Text =>

— START —

CNSS certified to conform to NSTISSI 4011The U.S. government certifies courses of study in information security under the Information Assurance Courseware Evaluation (IACE) program. If a course is certified under one of the approved standards, then students are eligible to receive a certificate that carries the seal of the U.S. Committee on National Security Systems (CNSS, left) to indicate they have completed an approved course of study.

My new textbook, Elementary Information Security, has just earned certification that it conforms fully to the CNSS national training standard for information security professionals (NSTISSI 4011).

It can be challenging for an institution to get its course of study certified. Many of the topics are obvious ones for information security training, but others are relatively obscure. Several topics, like TEMPEST, COMSEC, and transmission security, have lurked in the domain of classified documents for decades.

This new text provides a comprehensive and widely available source for all topics required for NSTISSI 4011 certification. An institution can use the textbook along with the details of its NSTISSI 4011 topic mapping to establish its own certified course of study.

IACE Certification Explained

The U.S. National Security Agency (NSA) operates a program to evaluate programs of study for compliance against published U.S. government training standards. Institutions may apply to have their courseware certified. Numerous two- and four-year colleges, universities, and private training academies have earned this certification under the NSA's Information Assurance Courseware Evaluation (IACE) program. Certified courses of study may issue certificates to their students that carry the seal of the U.S. Committee on National Security Systems (CNSS) and indicate they have completed an approved course of study.

In 2012, the IACE program certified a textbook for the first time: Elementary Information Security was certified to conform fully to the CNSS training standard NSTISSI 4011. Institutions may use this textbook to efficiently develop a course of study eligible for government certification under this same standard. Consult the posted topic mapping to NSTISSI 4011 for further details.

The Curriculum or Courseware Mapping Process

IACE uses a mapping process to show that a particular curriculum or set of courseware complies with a standard. While IACE will certify compliance with several different standards, this discussion focuses on NSTISSI 4011. The mapping process typically goes through the following steps:

  1. Contact IACE to apply for certification. The IACE will establish login credentials on the mapping web site.
  2. Download a copy of the training standard and the spreadsheets provided to assist in mapping.
  3. Identify the courses, current or planned, that will cover the required topics. Consult Elementary Information Security for any topics not covered in existing courses.
  4. Each course should be broken down into separate topics or lectures covered in the course. Each topic required by the training standard must map to at least one of these course topics/lectures.
  5. Fill out a mapping spreadsheet to indicate which courses and which topics/lectures within each course covers each required topic. Consult the Elementary Information Security topic mapping for an example.

— END —

Supplied data =>

— START —

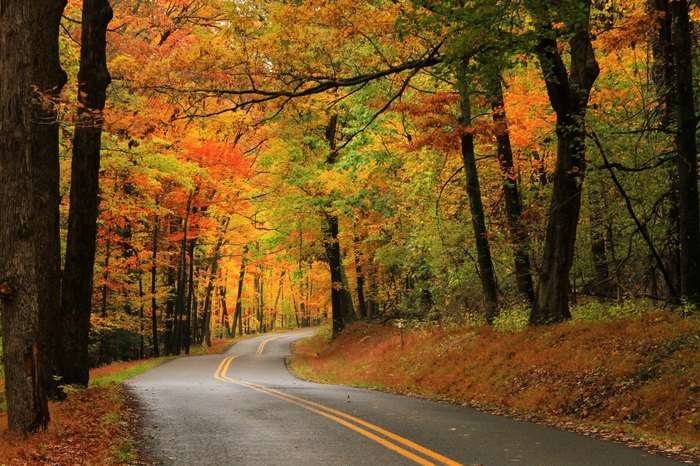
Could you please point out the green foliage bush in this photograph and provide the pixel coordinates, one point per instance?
(596, 310)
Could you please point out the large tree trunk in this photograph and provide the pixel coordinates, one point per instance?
(568, 94)
(182, 279)
(154, 271)
(190, 300)
(237, 314)
(49, 79)
(341, 301)
(76, 292)
(361, 302)
(511, 193)
(686, 150)
(486, 272)
(30, 77)
(602, 283)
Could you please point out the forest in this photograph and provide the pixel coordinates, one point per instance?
(177, 170)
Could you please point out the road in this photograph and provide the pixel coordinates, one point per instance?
(245, 408)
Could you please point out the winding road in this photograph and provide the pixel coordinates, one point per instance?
(245, 408)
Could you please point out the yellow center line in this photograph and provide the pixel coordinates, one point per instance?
(265, 342)
(341, 418)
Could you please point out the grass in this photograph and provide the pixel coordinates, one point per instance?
(630, 374)
(92, 425)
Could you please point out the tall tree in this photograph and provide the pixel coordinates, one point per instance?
(511, 191)
(686, 149)
(568, 92)
(476, 206)
(341, 301)
(30, 77)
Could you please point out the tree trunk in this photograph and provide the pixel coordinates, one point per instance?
(362, 304)
(686, 150)
(225, 327)
(182, 279)
(206, 324)
(77, 286)
(568, 94)
(511, 193)
(190, 299)
(341, 301)
(30, 77)
(154, 270)
(237, 317)
(486, 272)
(602, 284)
(105, 274)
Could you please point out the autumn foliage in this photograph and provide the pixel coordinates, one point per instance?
(632, 379)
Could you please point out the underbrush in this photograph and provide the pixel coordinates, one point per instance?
(628, 371)
(92, 425)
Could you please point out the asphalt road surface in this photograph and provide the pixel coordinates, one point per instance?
(245, 408)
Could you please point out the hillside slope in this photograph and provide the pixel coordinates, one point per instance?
(632, 379)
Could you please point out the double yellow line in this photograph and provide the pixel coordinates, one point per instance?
(261, 348)
(382, 436)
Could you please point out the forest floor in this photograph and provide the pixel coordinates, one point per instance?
(634, 380)
(91, 426)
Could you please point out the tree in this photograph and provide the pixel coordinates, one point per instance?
(686, 148)
(77, 286)
(568, 92)
(31, 78)
(486, 271)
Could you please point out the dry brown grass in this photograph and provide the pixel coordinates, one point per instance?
(634, 377)
(88, 428)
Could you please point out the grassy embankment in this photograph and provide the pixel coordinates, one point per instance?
(91, 426)
(634, 378)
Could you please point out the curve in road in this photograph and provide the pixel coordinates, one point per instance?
(244, 408)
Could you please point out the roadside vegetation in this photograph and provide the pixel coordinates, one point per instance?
(93, 425)
(628, 373)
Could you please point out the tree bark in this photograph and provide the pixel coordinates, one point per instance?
(77, 286)
(237, 317)
(361, 302)
(182, 279)
(190, 299)
(154, 271)
(568, 94)
(341, 300)
(686, 150)
(30, 79)
(486, 271)
(511, 193)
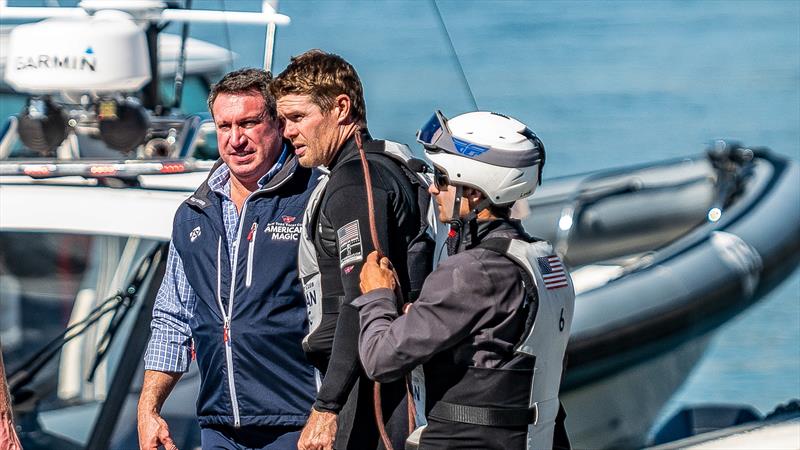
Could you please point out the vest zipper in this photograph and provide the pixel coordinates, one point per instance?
(251, 239)
(226, 332)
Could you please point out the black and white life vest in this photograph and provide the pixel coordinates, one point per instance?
(551, 303)
(420, 249)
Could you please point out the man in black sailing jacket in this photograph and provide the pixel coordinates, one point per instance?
(321, 99)
(495, 312)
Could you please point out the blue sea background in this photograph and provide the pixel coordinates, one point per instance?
(604, 84)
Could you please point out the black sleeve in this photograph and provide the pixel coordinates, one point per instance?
(347, 210)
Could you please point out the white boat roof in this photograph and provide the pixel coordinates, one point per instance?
(81, 208)
(201, 57)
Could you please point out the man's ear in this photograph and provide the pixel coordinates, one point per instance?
(341, 108)
(473, 195)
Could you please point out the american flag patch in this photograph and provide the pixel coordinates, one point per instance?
(552, 272)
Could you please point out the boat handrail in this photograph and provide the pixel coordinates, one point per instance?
(119, 169)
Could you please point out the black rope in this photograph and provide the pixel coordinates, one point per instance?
(455, 55)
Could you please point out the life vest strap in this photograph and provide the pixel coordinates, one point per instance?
(478, 415)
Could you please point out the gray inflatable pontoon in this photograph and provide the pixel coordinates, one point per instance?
(661, 255)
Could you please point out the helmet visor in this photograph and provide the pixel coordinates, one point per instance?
(435, 136)
(433, 131)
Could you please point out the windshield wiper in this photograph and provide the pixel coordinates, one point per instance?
(119, 304)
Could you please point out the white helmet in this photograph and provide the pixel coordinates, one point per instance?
(491, 152)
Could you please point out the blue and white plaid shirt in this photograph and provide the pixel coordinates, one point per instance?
(169, 349)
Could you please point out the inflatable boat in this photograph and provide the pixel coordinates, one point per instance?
(661, 255)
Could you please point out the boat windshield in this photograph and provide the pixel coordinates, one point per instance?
(48, 282)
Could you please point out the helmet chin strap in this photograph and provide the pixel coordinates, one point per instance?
(468, 223)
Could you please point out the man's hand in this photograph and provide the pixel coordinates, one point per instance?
(375, 275)
(153, 431)
(319, 432)
(8, 436)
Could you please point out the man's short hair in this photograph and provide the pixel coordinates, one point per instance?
(245, 81)
(322, 76)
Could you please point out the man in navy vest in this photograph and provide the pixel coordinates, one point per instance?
(231, 291)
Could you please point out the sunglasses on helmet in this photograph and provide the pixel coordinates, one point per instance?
(436, 137)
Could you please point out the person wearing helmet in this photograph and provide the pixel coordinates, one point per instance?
(493, 313)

— END —

To-do list =>
#1 Which topics does the IACE certification text say have lurked in the domain of classified documents for decades?
#2 Copy the IACE certification text word for word, from "1. Contact IACE" up to and including "in existing courses.".
#3 Summarize the IACE certification text in two sentences.

Answers to the exercise =>
#1 TEMPEST, COMSEC, and transmission security.

#2
1. Contact IACE to apply for certification. The IACE will establish login credentials on the mapping web site.
  2. Download a copy of the training standard and the spreadsheets provided to assist in mapping.
  3. Identify the courses, current or planned, that will cover the required topics. Consult Elementary Information Security for any topics not covered in existing courses.

#3 In 2012, the NSA's IACE program certified a textbook for the first time: Elementary Information Security, which conforms fully to the CNSS training standard NSTISSI 4011. Institutions can use the textbook and its topic mapping to build their own course of study eligible for certification, which IACE grants through a process of mapping each required topic to at least one course topic or lecture.